▶ [What you need to do] Word for word, transcribe the material below from its first line to the line with "[locate] reflection on", both included.

▶ [Data provided]
┄┄┄┄┄┄┄┄┄┄┄┄┄┄┄┄┄┄┄┄
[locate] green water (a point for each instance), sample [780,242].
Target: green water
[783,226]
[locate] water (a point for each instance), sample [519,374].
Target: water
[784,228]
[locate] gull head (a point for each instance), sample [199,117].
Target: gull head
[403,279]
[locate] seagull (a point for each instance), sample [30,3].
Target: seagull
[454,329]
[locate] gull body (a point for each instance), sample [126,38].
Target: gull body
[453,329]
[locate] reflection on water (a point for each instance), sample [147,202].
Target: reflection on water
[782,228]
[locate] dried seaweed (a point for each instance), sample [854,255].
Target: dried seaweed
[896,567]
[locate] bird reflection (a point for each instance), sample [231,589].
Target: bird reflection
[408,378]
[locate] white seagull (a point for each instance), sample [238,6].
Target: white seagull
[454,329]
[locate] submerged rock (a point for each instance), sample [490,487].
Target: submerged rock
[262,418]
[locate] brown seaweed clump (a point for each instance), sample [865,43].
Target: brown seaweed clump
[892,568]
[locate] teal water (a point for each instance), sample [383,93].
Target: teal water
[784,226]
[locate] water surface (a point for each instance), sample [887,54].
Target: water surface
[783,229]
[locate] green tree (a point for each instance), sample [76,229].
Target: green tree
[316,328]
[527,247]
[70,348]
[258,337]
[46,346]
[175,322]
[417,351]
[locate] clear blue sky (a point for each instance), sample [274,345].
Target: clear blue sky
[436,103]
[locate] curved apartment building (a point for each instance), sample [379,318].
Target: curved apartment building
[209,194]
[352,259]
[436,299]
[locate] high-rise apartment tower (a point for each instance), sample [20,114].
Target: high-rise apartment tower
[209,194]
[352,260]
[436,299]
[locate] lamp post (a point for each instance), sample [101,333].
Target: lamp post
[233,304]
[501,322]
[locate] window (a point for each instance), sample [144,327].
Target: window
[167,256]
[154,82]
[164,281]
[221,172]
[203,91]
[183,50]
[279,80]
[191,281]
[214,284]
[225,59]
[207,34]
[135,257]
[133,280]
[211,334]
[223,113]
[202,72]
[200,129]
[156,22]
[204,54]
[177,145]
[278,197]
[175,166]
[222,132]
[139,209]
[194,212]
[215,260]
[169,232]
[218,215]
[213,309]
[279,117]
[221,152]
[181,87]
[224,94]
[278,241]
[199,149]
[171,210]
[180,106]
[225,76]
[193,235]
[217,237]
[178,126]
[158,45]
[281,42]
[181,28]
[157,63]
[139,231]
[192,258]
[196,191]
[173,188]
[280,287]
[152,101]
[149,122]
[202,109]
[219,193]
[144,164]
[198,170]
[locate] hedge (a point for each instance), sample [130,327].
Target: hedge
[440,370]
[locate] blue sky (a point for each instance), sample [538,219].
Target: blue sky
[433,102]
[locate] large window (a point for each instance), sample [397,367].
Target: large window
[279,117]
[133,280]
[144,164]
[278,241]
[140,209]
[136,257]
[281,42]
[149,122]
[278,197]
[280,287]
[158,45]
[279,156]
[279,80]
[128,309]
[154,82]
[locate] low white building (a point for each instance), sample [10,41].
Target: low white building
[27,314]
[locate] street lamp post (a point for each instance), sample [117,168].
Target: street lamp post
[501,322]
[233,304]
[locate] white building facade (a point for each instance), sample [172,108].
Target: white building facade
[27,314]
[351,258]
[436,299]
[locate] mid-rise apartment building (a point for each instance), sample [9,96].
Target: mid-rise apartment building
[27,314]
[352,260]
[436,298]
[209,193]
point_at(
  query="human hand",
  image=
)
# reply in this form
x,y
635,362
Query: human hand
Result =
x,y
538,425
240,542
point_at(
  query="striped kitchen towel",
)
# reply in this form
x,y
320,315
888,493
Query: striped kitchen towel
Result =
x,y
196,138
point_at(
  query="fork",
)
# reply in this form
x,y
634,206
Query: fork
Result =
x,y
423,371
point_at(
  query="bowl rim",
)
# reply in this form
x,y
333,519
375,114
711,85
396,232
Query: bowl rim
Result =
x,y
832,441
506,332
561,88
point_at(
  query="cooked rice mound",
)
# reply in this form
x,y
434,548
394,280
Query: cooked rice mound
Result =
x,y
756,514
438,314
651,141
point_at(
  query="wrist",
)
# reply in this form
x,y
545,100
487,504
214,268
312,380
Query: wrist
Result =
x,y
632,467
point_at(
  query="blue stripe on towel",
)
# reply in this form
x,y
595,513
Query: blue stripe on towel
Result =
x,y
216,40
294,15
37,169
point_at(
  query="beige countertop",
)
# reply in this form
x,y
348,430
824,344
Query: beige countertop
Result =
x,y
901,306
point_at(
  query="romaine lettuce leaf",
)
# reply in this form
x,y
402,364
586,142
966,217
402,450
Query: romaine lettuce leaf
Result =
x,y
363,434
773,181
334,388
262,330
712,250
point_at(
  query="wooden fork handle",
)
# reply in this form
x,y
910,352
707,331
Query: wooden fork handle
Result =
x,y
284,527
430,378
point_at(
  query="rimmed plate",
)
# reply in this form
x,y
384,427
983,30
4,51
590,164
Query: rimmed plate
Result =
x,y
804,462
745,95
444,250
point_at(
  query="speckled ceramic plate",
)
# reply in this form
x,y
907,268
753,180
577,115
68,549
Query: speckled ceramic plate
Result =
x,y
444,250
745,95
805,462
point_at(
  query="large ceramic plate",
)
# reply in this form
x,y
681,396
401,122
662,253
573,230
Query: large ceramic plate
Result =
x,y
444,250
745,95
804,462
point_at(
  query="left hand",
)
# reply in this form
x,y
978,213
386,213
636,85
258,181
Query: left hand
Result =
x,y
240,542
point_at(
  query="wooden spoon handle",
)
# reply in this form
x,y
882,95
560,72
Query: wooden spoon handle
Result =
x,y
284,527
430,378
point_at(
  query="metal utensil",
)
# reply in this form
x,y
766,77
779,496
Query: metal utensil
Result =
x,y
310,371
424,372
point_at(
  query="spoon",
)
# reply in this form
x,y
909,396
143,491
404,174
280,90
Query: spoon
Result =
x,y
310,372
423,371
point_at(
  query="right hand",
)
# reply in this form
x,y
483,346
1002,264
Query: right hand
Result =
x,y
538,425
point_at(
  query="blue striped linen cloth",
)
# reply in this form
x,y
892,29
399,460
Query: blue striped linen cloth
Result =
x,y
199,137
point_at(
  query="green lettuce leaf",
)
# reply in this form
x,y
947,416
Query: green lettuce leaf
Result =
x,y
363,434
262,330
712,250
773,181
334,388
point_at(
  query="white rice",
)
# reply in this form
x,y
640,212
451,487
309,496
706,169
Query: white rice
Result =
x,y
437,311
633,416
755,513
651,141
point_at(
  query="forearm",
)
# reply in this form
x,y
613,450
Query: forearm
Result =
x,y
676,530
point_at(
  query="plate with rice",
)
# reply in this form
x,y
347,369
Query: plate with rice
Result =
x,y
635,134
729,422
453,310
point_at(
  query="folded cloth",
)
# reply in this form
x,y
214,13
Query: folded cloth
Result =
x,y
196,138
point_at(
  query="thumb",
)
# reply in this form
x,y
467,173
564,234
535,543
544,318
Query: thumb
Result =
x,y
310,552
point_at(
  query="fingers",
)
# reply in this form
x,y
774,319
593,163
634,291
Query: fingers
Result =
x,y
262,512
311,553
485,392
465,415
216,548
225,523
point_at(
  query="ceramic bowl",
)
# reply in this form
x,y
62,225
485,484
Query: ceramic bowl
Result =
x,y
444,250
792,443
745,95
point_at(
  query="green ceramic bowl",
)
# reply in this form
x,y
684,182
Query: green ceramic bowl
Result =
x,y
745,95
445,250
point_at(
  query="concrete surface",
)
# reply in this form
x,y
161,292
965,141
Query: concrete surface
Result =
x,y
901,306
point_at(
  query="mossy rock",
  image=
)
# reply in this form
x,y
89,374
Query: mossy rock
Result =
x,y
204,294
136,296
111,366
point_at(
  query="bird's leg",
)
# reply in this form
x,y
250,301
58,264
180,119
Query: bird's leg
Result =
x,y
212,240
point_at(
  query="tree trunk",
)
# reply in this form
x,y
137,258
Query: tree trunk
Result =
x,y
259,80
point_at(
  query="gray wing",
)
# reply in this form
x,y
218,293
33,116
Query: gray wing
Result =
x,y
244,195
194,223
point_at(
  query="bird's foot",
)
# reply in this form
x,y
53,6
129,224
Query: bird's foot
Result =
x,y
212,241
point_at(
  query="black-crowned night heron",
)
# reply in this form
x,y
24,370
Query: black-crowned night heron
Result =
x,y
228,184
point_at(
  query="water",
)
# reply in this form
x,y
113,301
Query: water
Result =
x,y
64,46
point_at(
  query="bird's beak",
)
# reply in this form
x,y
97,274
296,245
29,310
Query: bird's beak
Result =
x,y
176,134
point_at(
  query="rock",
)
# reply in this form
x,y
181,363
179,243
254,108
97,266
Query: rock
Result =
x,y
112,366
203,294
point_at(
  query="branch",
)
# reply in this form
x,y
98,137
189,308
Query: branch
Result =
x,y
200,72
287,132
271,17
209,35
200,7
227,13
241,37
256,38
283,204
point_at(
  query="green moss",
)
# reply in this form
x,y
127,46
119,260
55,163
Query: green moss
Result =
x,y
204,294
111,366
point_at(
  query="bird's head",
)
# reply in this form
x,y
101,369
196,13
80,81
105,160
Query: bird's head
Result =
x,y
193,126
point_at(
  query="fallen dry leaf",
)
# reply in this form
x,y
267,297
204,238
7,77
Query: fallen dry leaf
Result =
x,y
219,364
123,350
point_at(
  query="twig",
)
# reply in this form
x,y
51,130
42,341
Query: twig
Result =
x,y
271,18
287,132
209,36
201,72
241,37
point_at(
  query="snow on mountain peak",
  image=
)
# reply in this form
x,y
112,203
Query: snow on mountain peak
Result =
┄┄┄┄┄┄┄┄┄┄┄┄┄┄┄┄┄┄┄┄
▶ [Exercise result]
[locate] green water (a point for each instance), sample [780,242].
Target: green water
[783,226]
[locate] water (a point for each instance), sample [519,374].
Target: water
[784,228]
[locate] gull head (a point for each instance), sample [199,117].
Target: gull head
[403,279]
[locate] seagull (a point for each instance), sample [30,3].
Target: seagull
[454,329]
[locate] gull body (a point for each instance), sample [126,38].
Target: gull body
[453,329]
[locate] reflection on water (a point for each instance), sample [147,202].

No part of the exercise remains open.